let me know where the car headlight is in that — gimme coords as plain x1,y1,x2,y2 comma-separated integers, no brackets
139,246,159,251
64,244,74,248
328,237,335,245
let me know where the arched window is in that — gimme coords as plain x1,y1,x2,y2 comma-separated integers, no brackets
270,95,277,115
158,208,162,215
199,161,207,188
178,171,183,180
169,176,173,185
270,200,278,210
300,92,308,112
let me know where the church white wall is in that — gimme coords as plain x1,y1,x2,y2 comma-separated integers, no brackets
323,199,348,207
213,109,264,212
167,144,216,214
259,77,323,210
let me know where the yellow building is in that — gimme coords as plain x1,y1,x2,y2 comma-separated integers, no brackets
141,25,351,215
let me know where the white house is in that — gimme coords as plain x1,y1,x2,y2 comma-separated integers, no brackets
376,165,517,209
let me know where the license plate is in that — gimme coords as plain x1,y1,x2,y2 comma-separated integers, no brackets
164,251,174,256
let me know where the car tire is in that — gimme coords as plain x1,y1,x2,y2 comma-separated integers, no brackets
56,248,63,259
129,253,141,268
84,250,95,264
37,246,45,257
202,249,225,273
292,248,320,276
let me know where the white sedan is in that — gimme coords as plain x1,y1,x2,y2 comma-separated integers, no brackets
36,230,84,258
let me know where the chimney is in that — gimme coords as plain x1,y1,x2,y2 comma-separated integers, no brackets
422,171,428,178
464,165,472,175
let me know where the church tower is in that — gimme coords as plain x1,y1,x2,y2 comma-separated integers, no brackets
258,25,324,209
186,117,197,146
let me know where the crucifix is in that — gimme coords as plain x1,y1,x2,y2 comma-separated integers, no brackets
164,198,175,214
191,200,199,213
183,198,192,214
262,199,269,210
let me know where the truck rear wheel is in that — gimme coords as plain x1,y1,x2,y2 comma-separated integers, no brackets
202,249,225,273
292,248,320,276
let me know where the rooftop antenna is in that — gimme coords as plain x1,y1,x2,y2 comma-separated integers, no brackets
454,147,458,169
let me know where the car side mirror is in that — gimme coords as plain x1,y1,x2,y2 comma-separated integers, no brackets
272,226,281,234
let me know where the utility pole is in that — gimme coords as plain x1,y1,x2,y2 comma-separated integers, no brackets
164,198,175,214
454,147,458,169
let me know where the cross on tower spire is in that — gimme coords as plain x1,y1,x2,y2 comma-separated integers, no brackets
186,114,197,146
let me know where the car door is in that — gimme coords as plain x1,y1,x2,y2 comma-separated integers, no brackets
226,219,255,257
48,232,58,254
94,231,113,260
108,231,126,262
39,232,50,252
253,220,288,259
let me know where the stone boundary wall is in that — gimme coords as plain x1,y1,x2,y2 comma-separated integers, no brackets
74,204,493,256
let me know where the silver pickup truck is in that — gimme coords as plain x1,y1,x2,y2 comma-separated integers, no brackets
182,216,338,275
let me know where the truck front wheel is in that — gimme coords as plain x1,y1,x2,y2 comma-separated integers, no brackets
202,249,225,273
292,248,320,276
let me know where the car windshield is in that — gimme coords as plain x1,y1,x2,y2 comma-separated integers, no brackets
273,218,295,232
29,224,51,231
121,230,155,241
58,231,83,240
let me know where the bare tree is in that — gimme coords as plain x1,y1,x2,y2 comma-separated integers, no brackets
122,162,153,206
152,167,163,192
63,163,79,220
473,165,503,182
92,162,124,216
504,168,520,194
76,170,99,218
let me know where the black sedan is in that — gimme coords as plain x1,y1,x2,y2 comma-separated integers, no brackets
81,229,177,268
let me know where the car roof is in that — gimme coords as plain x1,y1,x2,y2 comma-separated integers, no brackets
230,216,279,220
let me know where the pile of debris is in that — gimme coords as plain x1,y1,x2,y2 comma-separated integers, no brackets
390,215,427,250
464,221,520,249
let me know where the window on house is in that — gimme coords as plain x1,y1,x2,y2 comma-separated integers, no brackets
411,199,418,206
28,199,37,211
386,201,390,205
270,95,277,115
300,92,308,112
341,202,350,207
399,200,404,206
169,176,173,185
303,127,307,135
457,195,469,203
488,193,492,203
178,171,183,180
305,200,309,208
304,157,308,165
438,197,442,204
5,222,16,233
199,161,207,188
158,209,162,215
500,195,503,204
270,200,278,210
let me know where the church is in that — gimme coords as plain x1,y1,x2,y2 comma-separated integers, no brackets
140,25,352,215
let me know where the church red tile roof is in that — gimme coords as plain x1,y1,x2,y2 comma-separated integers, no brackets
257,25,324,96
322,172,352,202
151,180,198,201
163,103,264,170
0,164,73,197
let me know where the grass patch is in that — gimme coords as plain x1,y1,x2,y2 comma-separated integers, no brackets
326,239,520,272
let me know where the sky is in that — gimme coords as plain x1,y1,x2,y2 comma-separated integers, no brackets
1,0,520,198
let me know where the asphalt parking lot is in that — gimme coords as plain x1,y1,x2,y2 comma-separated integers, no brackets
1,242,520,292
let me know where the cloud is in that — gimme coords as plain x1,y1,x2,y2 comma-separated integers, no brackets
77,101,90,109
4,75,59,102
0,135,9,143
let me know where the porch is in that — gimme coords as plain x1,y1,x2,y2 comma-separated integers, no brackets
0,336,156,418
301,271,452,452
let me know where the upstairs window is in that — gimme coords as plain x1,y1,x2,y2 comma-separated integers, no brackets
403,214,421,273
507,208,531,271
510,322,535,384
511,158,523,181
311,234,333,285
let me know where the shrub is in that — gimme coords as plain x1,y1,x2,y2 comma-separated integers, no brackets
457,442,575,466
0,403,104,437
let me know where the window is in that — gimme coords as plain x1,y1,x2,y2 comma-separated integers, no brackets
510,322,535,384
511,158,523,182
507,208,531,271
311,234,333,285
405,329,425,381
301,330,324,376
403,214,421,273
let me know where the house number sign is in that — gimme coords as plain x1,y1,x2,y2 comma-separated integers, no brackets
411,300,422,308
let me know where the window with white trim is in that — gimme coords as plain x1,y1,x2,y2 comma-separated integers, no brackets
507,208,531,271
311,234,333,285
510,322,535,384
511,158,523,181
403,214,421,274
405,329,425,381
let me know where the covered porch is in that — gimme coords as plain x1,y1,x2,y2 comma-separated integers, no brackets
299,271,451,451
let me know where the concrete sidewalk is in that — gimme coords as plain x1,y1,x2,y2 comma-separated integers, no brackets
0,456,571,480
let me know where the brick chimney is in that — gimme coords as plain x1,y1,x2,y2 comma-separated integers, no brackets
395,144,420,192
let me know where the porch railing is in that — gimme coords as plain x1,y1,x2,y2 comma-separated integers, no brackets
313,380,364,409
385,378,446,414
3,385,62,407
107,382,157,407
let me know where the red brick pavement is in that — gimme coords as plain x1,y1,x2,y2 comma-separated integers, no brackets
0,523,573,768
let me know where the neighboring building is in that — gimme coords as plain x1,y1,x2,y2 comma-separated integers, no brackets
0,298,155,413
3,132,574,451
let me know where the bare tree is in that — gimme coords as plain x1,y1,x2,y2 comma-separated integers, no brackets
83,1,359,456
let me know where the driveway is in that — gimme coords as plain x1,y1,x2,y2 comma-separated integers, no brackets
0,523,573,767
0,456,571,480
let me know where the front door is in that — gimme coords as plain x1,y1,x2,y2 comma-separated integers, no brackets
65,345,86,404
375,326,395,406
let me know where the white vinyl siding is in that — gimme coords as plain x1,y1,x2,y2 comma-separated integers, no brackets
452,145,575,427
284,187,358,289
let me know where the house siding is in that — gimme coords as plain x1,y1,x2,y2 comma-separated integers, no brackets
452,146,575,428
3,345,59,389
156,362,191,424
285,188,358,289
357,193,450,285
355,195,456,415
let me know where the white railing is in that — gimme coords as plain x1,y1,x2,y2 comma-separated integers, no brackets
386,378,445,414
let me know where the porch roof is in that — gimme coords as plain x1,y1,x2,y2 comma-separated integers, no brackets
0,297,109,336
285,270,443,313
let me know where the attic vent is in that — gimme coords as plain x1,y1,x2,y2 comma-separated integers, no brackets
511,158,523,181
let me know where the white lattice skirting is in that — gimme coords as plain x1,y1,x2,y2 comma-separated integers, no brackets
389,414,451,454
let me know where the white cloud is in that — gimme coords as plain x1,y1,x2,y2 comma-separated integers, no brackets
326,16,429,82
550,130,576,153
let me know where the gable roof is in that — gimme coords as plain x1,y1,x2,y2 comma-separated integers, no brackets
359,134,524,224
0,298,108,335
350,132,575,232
::::::::
Task requirements >>
Output the lines from the one holding "let me know where the white vinyl" to the last line of the material, inclusive, exactly as they appear. Add no others.

Answer section >>
let me know where the white vinyl siding is in that — gimme coords as plain x1,y1,x2,y2 comma-separated integers, no brackets
452,145,575,427
284,187,358,289
let me know where the house siding is in that — gimme coords as plain x1,y1,x2,y2 comma-separated integers, no brackets
452,146,575,428
3,345,59,389
156,362,191,424
285,188,358,289
357,193,450,285
355,195,456,415
let me know where the white railing is in that — gimme coords as plain x1,y1,x2,y2 comma-separated integers, no brackets
386,378,445,414
let me know where the porch roof is in that — gimme coords as plain x1,y1,x2,y2 comma-separated integers, no brackets
0,297,109,336
285,270,443,313
let me know where the attic vent is in that — gimme coords as plain x1,y1,x2,y2 comma-separated integers, no brackets
511,158,523,181
let me know where the white lattice skirting is in that — gimme coords as plain x1,y1,x2,y2 comma-separated integers, no brackets
389,414,451,454
let me know where the white cloud is in that — gimme coords as plain x1,y1,x2,y2 comma-separated integers, no brackets
326,16,429,82
550,130,576,153
let me know where the gable roof is in that — gimme coords as plain x1,y1,x2,y2 comma-separated integers, no brackets
359,134,524,224
0,298,108,335
350,132,575,232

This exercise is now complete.